PROBLEM TO WORK ON >> Could you set down the full listing, unchanged?
(Beginning of RECORD SET)
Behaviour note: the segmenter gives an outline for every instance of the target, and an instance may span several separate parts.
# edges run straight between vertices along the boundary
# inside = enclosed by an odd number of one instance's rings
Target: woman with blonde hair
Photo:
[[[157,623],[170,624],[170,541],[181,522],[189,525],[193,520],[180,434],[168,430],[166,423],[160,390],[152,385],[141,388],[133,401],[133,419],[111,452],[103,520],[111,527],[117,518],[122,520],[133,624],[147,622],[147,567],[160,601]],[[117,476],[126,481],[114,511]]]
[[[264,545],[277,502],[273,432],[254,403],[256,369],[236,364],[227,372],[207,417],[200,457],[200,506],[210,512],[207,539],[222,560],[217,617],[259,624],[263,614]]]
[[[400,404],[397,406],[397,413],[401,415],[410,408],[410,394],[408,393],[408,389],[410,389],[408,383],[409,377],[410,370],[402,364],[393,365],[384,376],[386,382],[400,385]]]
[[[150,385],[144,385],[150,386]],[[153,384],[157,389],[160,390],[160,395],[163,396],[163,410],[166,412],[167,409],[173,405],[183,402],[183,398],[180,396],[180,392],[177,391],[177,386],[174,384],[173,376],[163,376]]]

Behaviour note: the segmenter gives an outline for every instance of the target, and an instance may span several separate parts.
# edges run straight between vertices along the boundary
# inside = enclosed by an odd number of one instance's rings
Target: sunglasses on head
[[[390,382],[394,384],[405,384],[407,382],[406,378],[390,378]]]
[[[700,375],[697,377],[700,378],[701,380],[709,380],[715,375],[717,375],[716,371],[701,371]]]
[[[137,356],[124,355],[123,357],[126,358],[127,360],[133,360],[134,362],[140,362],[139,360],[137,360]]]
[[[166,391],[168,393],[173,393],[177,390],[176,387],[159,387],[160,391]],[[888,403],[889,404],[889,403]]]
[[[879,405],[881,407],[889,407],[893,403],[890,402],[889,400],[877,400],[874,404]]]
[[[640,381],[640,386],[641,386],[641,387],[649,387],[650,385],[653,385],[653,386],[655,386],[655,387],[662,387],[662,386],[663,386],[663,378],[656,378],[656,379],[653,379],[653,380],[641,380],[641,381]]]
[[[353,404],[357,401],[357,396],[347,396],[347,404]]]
(End of RECORD SET)
YOUR RESPONSE >>
Behaviour note: the segmenter gives an outline for every instance of the target, and an instance may span several separate parts.
# edges run straight between vertices along the boundary
# inside = enclosed by an odd number of one instance's rings
Target: woman with blonde hair
Photo:
[[[157,623],[170,624],[170,541],[181,522],[189,525],[193,520],[180,434],[168,430],[166,423],[160,390],[152,385],[141,388],[133,401],[133,419],[111,452],[103,520],[111,527],[117,518],[122,520],[133,624],[147,622],[147,567],[160,601]],[[117,476],[126,481],[114,511]]]
[[[264,545],[277,502],[273,432],[254,403],[256,369],[236,364],[227,372],[207,417],[200,457],[200,506],[210,512],[207,539],[222,560],[217,617],[259,624],[263,614]]]
[[[400,404],[397,406],[397,413],[401,415],[410,408],[410,394],[408,393],[408,389],[410,389],[408,383],[409,377],[410,370],[402,364],[393,365],[384,376],[386,382],[400,385]]]
[[[150,385],[144,385],[150,386]],[[153,384],[157,389],[160,390],[160,395],[163,396],[163,410],[166,412],[167,409],[173,405],[183,402],[183,398],[180,396],[180,392],[177,391],[177,386],[174,384],[173,376],[163,376]]]

Behaviour note: the segmenter gives an outline for every instance of the target, and an instance may span several separate parts.
# edges run straight between vertices along the boundary
# inside = enclosed by an odd number of one instance's rings
Target: sunglasses on head
[[[390,382],[394,384],[405,384],[407,382],[406,378],[390,378]]]
[[[700,375],[697,377],[700,378],[701,380],[709,380],[715,375],[717,375],[716,371],[701,371]]]
[[[137,356],[124,355],[123,357],[126,358],[127,360],[133,360],[134,362],[140,362],[139,360],[137,360]]]
[[[166,391],[168,393],[173,393],[177,390],[176,387],[159,387],[160,391]],[[888,403],[889,404],[889,403]]]
[[[879,405],[881,407],[889,407],[893,403],[890,402],[889,400],[877,400],[874,404]]]
[[[640,381],[640,386],[641,386],[641,387],[649,387],[650,385],[653,385],[653,386],[655,386],[655,387],[662,387],[662,386],[663,386],[663,378],[656,378],[656,379],[653,379],[653,380],[641,380],[641,381]]]
[[[353,404],[357,401],[357,396],[347,396],[347,404]]]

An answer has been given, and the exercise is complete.